• [About this task]:
Where a line of the data below has the string "exact", copy that line.

--- START ---

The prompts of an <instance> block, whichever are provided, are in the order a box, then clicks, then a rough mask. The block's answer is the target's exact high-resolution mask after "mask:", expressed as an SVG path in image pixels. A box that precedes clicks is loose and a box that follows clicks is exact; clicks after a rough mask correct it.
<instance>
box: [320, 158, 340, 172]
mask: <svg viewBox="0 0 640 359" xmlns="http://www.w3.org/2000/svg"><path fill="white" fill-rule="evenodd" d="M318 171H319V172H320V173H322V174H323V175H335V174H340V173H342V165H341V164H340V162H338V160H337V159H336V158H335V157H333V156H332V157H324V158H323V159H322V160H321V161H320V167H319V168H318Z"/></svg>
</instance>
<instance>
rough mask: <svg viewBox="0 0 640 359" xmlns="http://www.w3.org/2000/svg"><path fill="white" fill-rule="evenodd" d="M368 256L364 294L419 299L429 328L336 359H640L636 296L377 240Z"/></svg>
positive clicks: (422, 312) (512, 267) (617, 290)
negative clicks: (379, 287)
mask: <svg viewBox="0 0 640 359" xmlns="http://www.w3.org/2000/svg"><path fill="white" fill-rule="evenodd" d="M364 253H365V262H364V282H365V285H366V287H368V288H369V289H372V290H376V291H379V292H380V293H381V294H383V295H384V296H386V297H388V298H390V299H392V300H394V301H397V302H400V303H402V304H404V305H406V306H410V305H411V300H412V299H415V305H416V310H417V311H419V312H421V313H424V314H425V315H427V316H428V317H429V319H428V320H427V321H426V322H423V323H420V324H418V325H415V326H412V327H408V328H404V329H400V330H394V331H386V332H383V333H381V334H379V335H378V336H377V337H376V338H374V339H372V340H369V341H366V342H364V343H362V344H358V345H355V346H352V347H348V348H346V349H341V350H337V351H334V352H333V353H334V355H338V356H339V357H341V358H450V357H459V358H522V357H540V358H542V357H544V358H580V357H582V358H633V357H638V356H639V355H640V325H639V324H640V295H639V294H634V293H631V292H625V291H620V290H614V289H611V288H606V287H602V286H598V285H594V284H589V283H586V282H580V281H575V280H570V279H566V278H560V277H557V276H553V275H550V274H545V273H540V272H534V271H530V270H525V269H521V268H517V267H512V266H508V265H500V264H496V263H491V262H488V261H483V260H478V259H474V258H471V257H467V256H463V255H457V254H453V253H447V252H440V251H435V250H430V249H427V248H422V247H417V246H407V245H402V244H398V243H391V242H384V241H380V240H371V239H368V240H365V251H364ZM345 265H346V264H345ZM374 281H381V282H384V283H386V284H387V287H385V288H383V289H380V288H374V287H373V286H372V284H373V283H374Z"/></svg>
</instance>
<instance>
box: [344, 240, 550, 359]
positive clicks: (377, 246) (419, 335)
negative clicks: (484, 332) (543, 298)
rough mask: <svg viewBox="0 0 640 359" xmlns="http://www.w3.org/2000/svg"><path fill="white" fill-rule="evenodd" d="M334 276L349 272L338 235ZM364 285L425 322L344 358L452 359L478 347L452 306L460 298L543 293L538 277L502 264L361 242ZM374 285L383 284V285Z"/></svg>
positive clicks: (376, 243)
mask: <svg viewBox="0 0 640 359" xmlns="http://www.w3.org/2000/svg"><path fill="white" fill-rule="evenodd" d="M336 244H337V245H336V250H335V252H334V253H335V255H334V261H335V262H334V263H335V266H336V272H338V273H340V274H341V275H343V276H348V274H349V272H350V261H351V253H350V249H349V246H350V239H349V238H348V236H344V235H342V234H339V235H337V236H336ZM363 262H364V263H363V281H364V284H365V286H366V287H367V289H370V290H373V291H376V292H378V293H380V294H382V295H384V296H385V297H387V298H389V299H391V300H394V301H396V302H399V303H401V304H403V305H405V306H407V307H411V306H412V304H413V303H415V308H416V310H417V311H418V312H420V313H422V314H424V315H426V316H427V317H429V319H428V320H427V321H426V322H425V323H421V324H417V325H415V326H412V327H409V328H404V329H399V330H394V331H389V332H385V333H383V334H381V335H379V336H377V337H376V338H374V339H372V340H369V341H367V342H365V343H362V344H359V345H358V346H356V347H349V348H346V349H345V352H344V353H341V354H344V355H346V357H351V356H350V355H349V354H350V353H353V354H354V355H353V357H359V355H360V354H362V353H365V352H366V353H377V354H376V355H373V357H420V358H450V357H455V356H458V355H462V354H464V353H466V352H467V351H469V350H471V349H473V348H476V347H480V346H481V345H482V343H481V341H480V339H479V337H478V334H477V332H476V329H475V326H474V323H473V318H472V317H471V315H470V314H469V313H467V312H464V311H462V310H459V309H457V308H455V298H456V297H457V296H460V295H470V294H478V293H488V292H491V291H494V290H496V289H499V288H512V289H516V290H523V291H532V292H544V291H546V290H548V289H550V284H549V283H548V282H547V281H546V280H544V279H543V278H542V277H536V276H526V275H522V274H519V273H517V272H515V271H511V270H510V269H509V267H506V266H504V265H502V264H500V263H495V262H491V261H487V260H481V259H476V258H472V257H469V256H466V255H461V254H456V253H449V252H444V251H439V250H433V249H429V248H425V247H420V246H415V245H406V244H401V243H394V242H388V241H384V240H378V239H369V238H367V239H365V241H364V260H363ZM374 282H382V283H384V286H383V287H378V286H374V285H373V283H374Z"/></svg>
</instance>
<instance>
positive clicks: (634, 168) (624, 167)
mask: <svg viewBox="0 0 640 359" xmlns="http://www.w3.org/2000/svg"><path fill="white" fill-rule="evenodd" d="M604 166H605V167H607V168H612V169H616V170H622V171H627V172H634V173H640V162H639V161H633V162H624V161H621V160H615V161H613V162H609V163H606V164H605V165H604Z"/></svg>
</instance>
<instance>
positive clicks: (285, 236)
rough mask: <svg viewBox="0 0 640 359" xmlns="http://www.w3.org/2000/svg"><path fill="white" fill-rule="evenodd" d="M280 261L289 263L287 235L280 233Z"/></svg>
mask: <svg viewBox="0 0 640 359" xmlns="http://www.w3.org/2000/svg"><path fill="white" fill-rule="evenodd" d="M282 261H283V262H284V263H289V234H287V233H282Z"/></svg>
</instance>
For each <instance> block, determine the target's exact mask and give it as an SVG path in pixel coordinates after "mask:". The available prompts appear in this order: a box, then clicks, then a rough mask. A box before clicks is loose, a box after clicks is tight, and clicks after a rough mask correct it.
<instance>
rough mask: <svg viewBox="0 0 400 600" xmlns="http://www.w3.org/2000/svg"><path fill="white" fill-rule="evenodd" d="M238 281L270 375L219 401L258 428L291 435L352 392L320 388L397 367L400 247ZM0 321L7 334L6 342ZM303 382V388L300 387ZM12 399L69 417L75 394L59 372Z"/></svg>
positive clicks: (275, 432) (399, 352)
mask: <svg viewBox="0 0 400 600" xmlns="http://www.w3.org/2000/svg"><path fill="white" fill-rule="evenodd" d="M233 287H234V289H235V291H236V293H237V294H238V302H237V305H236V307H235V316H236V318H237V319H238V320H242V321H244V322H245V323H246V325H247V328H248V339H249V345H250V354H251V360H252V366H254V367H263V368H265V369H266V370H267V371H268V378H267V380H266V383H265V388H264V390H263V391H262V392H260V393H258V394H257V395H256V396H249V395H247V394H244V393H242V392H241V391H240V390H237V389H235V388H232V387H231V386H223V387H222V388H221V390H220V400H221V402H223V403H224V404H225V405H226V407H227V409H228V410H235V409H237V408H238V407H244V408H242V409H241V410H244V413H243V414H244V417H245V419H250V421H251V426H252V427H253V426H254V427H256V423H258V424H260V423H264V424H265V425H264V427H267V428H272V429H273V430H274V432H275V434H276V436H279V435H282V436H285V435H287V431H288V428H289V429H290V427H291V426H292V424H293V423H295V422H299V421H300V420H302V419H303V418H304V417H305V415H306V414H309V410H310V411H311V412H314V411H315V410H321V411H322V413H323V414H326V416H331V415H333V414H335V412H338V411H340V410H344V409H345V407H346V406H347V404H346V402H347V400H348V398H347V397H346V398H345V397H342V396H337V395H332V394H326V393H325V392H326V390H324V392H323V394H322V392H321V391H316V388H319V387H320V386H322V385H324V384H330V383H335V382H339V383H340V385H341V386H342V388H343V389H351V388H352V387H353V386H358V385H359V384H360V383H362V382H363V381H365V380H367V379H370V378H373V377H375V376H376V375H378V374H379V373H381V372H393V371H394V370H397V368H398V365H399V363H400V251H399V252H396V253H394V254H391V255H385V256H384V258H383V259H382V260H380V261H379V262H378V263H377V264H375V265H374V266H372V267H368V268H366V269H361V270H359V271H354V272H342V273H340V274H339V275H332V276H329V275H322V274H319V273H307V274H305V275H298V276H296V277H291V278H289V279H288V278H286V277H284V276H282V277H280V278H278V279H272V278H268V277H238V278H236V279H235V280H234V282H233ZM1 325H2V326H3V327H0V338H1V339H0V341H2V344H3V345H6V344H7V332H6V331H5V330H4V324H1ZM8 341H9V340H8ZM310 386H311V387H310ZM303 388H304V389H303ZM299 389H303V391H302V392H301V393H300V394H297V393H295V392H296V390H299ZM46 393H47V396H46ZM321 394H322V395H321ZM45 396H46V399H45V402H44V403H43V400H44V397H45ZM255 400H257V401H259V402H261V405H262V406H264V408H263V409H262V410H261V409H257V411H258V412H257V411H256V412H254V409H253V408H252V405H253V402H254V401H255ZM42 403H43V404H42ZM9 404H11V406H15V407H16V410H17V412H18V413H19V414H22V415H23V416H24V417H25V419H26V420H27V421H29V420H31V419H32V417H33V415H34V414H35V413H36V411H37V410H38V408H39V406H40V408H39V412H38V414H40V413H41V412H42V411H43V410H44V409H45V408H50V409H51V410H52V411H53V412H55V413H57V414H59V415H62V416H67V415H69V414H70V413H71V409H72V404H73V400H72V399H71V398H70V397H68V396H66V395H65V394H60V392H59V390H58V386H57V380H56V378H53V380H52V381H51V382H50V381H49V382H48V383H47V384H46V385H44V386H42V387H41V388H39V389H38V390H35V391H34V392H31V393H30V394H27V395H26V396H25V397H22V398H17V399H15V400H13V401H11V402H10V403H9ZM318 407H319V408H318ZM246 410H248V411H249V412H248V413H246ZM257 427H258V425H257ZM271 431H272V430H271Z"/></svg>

--- END ---

• [Exercise output]:
The prompts of an <instance> block, whichever are provided, are in the order a box, then clicks, then a rough mask. The block's answer is the target's exact high-resolution mask after "mask:", expressed as an SVG path in image pixels. A box that precedes clicks is loose and a box that follows clicks is exact; clicks after a rough mask correct it.
For each <instance> block, determine the target's exact mask and give it as an SVG path in pixel coordinates after "mask:". The available prompts appear in this order: a box, then clicks, then a rough mask. A box before clicks is loose, a box after clicks is tight, and clicks after a rough mask correct it.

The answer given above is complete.